Study text Block Start

For what its worth, this was only an issue in clang and not gcc.
I was able to get the mlir/Analysis/DataFlowFramework.h part to compile with C++23 with the following change
diff --git a/mlir/include/mlir/Analysis/DataFlowFramework.h b/mlir/include/mlir/Analysis/DataFlowFramework.h
index 49862927caff..d1320b0d1b4a 100644
--- a/mlir/include/mlir/Analysis/DataFlowFramework.h
+++ b/mlir/include/mlir/Analysis/DataFlowFramework.h
@@ -52,6 +52,11 @@ inline ChangeResult operator&(ChangeResult lhs, ChangeResult rhs) {
/// Forward declare the analysis state class.
class AnalysisState;
+/// Custom deleter for AnalysisState to handle C++23 incomplete type requirements
+struct AnalysisStateDeleter {
+ void operator()(AnalysisState *p);
+};
+
/// Program point represents a specific location in the execution of a program.

Study text Block End

§ Task to complete
In the forum excerpt, which compiler had the issue, and which one did not?

Dataset extract Block Start

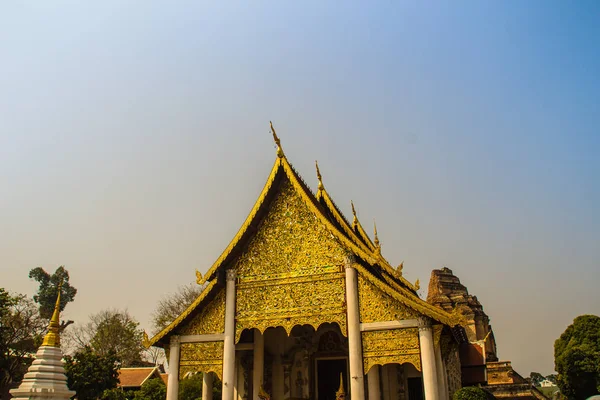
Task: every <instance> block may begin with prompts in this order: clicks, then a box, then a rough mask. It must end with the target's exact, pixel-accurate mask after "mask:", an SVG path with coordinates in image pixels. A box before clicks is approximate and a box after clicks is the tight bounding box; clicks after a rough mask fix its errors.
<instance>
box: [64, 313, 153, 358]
mask: <svg viewBox="0 0 600 400" xmlns="http://www.w3.org/2000/svg"><path fill="white" fill-rule="evenodd" d="M143 333H144V331H143V330H142V329H140V328H139V323H138V322H137V321H136V320H135V319H134V318H133V317H132V316H131V315H129V313H128V312H127V311H120V310H103V311H100V312H99V313H97V314H94V315H92V316H91V317H90V320H89V322H88V323H87V324H85V325H83V326H75V327H74V328H73V329H71V332H70V333H69V335H68V338H69V341H71V342H73V343H74V347H75V348H79V349H82V348H84V347H85V346H90V347H91V348H92V349H93V350H94V351H95V352H96V353H98V354H99V355H107V354H109V353H111V352H113V353H115V354H116V355H117V358H118V359H119V361H120V362H121V364H122V365H123V367H136V366H145V365H147V363H146V362H144V361H143V354H144V353H145V350H146V349H145V348H144V346H143V345H142V338H143Z"/></svg>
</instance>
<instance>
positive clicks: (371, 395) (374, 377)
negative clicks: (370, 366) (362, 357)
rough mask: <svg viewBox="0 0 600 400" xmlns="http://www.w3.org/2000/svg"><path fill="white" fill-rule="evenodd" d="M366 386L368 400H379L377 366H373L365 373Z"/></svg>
mask: <svg viewBox="0 0 600 400" xmlns="http://www.w3.org/2000/svg"><path fill="white" fill-rule="evenodd" d="M367 386H368V388H369V400H381V389H380V388H379V365H373V366H372V367H371V369H370V370H369V372H368V373H367Z"/></svg>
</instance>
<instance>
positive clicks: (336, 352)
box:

Dataset extract Block End

§ Response to this exercise
The issue occurred only in clang, not in gcc.